= PAGE EXCERPT =
Back at the entrance I drank some water and climbed back up the mud slope to stage my gear at the sinkhole entrance 60 ft downstream. This was steeper and harder to get into than I remembered and I had to take care to kick in some footsteps and choose my handholds wisely, inevitably letting loose a cloud of dust. Eventually I made it down the two tiered slope to the stream passage at the bottom. I left everything behind except the instrument, tablet, flagging, and spare light, and belly crawled into a smaller passage than I hoped. On and on I went around several tight twisting bends, near constantly cursing and every time thinking the next bend must be the squeeze. Interestingly I found a few patches of very wet mud cracked mud for the first time in the badlands. I must have gone down at least 100 ft of passage until I got to a mud collapse area I could imagine was the other side of my squeeze. With much cursing and unpleasantness I poked my head into the helmet-off squeeze. I could not see the flagging. Curses! I wiggled inch by painful inch forward, my head cocked at uncomfortable angles as I tried to cast my light forward. Finally the glint of the green survey station!!!
With a huge relief at this connection landmark, I could then work out which rock was my end of survey, then backsight to it. I had just enough time to place a few more stations and end my survey at a comfortable spot with a clear station to revisit. I was thrilled to be able to make the connection; I don't think many would have the patience or determination to deal with the horrible thing. I carefully climbed back out and rejoined Carol and Fredrik a few minutes after our scheduled 2:45p. I managed 35 stations for 100m of survey while they did 16 stations with Carol learning how to digital survey. We compared notes as we snacked and drank and then decided on our exit from the badlands. It was my first time sketching with a dedicated stylus on a Samsung tablet and I really enjoyed the precision upgrade over my finger. I marveled at how sinuous the cave was; the end of my 100m survey was only about 25m from where I started!

= ENTRIES =
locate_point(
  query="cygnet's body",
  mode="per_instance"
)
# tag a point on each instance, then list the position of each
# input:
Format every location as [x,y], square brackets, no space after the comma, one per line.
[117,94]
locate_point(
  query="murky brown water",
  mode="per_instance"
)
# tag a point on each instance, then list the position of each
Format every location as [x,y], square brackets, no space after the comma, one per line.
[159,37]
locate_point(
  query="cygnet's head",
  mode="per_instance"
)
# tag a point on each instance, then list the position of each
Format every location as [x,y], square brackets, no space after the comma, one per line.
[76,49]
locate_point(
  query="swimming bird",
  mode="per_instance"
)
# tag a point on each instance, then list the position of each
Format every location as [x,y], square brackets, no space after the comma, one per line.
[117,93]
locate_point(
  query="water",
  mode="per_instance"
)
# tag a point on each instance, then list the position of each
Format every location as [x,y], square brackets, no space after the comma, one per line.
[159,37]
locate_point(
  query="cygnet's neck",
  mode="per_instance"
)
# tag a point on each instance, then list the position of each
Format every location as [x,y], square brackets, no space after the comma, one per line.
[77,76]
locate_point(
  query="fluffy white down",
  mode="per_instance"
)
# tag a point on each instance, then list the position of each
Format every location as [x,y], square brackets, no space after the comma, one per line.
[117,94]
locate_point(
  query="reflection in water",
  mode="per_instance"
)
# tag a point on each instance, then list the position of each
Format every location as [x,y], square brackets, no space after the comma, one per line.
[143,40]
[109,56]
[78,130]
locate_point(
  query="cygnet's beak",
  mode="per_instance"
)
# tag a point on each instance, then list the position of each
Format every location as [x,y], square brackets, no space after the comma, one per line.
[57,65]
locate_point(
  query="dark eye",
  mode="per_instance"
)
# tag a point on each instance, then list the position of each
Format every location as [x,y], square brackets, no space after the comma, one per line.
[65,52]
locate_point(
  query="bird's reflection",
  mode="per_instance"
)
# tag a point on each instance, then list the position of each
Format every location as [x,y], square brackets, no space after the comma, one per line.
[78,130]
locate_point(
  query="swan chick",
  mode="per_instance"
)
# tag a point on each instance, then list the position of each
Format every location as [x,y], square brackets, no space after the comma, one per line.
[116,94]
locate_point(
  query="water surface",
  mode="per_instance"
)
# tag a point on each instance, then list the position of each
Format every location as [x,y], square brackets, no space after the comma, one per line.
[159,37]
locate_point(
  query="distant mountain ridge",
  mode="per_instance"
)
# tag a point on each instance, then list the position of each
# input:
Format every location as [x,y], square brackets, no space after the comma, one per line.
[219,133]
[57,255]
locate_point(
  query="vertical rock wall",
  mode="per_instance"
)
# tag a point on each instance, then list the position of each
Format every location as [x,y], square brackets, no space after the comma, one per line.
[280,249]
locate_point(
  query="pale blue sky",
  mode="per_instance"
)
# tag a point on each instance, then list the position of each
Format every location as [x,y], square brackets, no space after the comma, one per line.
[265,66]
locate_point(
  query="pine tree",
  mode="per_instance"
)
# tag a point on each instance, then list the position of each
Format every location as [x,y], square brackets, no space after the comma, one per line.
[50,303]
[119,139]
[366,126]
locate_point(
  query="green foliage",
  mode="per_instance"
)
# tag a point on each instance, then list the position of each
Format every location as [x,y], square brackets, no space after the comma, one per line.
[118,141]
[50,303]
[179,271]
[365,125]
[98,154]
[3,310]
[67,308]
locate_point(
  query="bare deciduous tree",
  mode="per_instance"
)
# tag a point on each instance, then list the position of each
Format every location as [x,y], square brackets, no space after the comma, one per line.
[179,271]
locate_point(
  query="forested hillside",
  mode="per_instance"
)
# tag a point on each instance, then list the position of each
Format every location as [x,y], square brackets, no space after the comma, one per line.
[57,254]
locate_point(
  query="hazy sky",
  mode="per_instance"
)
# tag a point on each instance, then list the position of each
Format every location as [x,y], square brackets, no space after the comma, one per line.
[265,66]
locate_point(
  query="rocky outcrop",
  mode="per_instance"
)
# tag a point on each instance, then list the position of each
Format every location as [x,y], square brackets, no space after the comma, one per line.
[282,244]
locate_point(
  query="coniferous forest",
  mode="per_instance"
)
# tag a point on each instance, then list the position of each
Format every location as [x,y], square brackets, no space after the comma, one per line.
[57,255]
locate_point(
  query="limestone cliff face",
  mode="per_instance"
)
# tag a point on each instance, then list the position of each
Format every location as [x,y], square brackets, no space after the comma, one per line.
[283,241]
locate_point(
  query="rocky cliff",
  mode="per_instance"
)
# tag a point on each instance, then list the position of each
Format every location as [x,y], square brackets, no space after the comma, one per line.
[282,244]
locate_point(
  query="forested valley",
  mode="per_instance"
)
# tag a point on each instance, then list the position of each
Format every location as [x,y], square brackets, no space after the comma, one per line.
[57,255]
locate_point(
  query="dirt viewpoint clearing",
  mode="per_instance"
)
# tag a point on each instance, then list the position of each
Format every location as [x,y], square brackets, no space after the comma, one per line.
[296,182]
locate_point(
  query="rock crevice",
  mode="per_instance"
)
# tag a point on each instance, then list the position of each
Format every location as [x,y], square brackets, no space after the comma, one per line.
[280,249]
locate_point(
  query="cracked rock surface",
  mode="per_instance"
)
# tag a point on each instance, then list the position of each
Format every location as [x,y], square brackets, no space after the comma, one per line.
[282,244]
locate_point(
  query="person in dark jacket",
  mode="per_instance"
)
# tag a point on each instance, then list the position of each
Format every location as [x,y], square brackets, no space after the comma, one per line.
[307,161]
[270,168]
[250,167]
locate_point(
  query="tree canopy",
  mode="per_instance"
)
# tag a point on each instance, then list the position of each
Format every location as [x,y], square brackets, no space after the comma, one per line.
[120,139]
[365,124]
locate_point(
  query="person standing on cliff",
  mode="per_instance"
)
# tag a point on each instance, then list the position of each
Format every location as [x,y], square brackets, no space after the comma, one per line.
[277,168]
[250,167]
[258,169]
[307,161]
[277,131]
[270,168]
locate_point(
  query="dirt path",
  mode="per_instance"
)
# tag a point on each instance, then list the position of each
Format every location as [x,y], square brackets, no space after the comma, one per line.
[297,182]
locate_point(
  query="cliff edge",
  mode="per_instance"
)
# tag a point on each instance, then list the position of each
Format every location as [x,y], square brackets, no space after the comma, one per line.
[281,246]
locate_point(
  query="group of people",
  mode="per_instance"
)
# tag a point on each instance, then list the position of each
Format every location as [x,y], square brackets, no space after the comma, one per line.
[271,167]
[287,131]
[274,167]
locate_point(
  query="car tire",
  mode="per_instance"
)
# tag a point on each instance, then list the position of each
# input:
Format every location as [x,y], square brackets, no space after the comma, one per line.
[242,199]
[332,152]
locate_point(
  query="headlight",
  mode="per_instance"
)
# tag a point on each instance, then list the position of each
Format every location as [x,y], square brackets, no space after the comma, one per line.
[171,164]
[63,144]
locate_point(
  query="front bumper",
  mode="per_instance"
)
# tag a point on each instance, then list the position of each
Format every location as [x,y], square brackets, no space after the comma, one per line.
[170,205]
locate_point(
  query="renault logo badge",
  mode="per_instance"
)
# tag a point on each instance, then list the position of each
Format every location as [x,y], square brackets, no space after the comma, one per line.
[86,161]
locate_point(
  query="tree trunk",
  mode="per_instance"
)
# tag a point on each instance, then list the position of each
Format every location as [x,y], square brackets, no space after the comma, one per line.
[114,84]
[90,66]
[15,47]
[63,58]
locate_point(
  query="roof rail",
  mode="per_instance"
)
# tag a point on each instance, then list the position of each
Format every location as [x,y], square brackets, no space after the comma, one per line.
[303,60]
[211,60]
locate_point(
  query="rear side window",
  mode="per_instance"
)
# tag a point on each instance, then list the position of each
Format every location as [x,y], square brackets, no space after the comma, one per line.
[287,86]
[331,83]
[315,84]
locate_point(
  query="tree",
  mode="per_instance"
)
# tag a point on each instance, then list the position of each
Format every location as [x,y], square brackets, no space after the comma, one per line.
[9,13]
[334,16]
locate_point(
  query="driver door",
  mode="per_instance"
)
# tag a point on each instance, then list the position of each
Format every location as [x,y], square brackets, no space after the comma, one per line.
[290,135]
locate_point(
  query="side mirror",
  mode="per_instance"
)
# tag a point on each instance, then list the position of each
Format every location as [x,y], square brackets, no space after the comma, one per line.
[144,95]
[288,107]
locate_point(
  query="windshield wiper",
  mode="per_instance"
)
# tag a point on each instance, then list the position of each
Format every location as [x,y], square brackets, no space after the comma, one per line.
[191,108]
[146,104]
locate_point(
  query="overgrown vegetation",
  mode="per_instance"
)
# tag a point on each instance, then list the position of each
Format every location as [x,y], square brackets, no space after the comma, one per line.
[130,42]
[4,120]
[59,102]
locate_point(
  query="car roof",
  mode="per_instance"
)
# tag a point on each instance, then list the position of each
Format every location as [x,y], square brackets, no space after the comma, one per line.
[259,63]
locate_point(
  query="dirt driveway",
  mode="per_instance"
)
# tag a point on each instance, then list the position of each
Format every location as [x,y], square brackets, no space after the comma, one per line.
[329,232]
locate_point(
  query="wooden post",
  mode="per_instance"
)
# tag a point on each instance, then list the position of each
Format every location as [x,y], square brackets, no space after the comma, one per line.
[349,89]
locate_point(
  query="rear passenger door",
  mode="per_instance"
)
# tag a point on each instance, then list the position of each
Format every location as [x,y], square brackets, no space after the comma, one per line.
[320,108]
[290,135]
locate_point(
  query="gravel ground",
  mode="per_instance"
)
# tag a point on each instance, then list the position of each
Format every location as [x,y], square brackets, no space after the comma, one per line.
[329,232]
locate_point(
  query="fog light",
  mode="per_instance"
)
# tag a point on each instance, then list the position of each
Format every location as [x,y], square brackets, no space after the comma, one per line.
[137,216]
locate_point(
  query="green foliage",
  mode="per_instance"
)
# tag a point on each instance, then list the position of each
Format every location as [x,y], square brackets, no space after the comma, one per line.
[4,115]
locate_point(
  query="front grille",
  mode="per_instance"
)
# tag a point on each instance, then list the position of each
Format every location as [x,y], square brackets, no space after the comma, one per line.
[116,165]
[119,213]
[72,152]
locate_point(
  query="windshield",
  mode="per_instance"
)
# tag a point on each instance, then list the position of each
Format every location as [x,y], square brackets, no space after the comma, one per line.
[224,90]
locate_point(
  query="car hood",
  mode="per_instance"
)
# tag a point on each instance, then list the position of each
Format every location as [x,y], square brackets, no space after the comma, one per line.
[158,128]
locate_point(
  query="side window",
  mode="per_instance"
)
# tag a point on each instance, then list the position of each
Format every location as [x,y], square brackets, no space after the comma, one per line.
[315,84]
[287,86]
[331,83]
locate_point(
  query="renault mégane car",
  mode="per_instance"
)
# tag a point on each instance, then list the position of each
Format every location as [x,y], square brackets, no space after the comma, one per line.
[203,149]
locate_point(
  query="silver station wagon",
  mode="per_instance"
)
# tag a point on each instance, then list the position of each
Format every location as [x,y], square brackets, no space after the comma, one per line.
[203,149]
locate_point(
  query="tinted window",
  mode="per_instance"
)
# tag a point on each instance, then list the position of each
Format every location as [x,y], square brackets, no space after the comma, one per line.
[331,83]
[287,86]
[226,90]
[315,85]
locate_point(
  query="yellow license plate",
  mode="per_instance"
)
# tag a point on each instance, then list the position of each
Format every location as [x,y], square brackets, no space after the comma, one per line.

= TO DO =
a: Count the lines in the entries that contain the string "dark", treating uppercase and lowercase as different, and reply with only the number.
b: Extend the cave survey account, picking up right after its final sentence.
The cave survey account and the entries have nothing to do with each other.

= RESPONSES =
a: 2

b:
I suspected it would be quicker to recross the many ups and downs through the badlands back to Andrade Canyon but there was some enthusiasm from the other two to climb straight up out of the badlands up the steep bedrock slope to the ridge, which I had done once before. Slowly we climbed 800ft vertical up the slope, gaining a spectacular panoramic view over the badlands from the top.
Once on the ridgetop of the Coyote Mountains we still had some up and down as we followed an old jeep trail back towards the wash network at the head of Andrade Canyon. We got a nice pink sunset and then made the final jaunt in the very last light.
The 80 minute drive was brutal on my neglected stomach but Carol and Fredrik joined me for some tasty Mexican at Casa de Pico, which I had been craving, then we parted with full stomachs. Once again it was an annoyingly large amount of effort and long day for 100m of cave survey which more more to survey to finish the cave. I can only hope the "missing link" portion we haven't seen is somehow magically large pleasant passage.